## WORK TASK
Your answer is the lines from the one that has "the man sitting" through the last line of the records below, retyped exactly and alone.

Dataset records
== == ==

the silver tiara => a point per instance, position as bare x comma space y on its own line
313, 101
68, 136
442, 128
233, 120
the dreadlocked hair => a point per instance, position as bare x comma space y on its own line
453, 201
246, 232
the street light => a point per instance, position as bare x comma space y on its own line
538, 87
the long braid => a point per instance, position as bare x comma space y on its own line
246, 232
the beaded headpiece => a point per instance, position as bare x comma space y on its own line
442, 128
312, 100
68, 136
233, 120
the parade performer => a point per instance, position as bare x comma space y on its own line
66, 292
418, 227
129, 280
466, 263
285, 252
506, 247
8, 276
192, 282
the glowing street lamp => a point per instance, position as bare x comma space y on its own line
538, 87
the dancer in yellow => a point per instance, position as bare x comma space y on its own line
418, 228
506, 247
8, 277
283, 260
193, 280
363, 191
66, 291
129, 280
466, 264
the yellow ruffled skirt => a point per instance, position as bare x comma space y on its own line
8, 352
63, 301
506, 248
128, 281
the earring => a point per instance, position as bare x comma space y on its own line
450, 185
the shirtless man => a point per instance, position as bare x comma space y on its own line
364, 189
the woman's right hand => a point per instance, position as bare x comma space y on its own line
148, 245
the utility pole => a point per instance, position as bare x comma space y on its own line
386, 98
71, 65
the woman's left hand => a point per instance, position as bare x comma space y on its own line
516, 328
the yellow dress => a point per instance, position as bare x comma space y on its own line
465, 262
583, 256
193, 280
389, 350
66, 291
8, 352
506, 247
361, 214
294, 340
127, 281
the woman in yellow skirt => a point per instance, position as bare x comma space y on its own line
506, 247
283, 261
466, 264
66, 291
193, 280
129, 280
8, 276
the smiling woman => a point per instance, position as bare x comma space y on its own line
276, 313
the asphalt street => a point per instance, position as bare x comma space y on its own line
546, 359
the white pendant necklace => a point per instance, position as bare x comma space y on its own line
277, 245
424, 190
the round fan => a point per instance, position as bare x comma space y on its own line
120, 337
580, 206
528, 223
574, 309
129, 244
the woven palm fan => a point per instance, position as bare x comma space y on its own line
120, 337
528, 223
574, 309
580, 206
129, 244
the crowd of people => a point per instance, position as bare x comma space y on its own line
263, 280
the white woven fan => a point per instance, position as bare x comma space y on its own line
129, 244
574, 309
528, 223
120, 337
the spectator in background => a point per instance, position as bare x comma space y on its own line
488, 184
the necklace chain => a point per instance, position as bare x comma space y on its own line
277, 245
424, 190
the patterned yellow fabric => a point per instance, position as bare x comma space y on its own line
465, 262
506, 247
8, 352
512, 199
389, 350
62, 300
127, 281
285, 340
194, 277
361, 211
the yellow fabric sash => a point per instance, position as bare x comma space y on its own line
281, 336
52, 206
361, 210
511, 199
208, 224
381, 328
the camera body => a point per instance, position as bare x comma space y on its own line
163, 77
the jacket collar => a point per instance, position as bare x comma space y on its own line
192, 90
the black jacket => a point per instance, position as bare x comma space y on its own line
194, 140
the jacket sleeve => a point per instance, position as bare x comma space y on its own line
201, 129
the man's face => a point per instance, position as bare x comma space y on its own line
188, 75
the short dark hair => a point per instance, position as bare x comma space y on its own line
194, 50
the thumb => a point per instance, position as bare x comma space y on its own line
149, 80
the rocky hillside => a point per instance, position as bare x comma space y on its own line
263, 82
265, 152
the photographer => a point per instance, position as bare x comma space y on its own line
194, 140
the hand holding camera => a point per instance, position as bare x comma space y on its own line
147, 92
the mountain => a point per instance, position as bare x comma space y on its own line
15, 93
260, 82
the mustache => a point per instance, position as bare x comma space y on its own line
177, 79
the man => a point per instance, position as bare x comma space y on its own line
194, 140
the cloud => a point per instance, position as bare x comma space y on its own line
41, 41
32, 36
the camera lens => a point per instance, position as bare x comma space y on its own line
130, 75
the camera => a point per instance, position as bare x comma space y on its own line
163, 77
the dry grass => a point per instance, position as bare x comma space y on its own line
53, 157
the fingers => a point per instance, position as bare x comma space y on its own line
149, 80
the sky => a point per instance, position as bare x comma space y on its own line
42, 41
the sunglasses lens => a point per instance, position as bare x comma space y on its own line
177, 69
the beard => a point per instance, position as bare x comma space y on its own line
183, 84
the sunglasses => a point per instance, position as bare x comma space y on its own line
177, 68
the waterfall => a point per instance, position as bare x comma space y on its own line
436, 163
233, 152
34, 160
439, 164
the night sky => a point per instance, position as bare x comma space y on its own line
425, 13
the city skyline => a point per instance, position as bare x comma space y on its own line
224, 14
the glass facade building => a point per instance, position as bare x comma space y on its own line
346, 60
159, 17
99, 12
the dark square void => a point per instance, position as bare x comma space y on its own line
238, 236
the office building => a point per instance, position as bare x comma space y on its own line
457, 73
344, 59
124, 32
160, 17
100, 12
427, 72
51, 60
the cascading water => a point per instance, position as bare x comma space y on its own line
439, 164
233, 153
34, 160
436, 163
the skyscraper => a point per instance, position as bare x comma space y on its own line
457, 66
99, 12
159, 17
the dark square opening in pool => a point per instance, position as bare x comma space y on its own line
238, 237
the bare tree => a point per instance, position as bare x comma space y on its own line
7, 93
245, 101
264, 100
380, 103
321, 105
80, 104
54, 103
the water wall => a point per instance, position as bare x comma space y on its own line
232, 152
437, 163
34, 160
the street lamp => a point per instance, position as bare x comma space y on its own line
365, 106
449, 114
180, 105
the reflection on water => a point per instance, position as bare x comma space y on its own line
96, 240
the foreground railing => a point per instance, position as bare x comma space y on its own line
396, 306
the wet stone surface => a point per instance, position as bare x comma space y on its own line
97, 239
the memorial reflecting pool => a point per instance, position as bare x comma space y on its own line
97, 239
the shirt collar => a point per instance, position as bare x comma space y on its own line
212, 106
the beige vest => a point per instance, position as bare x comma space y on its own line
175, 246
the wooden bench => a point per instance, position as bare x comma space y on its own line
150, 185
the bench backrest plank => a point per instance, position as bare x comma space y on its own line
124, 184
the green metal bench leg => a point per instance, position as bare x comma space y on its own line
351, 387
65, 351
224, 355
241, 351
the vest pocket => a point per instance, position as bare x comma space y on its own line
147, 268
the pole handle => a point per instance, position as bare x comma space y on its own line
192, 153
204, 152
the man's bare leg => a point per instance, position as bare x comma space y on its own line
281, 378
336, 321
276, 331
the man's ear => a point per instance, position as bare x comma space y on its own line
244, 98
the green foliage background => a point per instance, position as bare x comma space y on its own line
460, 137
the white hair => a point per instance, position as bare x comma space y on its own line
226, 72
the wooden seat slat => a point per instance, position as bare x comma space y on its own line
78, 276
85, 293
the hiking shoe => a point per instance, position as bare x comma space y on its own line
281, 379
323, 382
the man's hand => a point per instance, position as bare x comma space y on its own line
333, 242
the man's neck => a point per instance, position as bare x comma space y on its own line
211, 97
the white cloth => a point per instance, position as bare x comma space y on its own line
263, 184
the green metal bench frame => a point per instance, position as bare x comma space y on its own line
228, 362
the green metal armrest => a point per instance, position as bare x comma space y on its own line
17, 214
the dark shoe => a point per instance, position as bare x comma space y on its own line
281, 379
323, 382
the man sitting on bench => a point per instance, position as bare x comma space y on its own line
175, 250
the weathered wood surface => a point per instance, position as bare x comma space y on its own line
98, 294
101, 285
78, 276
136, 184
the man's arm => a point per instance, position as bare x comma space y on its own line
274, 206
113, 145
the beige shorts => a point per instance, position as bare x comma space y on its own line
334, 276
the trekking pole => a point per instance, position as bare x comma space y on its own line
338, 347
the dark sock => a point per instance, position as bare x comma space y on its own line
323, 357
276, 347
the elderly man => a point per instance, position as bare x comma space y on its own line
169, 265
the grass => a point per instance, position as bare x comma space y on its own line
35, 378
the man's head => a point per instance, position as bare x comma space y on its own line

== == ==

## RESPONSE TO THE TASK
the man sitting on bench => a point per instance, position as bare x comma space y on its own line
175, 250
the weathered wood surface => a point per instance, position as bare x comma space y on its own line
98, 294
101, 285
78, 276
136, 184
the man's arm => a point per instance, position as bare x comma space y on its own line
274, 206
113, 145
the beige shorts => a point per instance, position as bare x comma space y on its own line
334, 276
the trekking pole => a point per instance, position as bare x comma space y on its own line
338, 347
the dark sock => a point per instance, position as bare x comma space y on its own line
323, 357
276, 347
the elderly man => a point per instance, position as bare x comma space y on its own line
169, 265
the grass => a point per instance, position as bare x comma space y on its own line
35, 378
the man's head => a point per instance, position as bare x comma space y on its own line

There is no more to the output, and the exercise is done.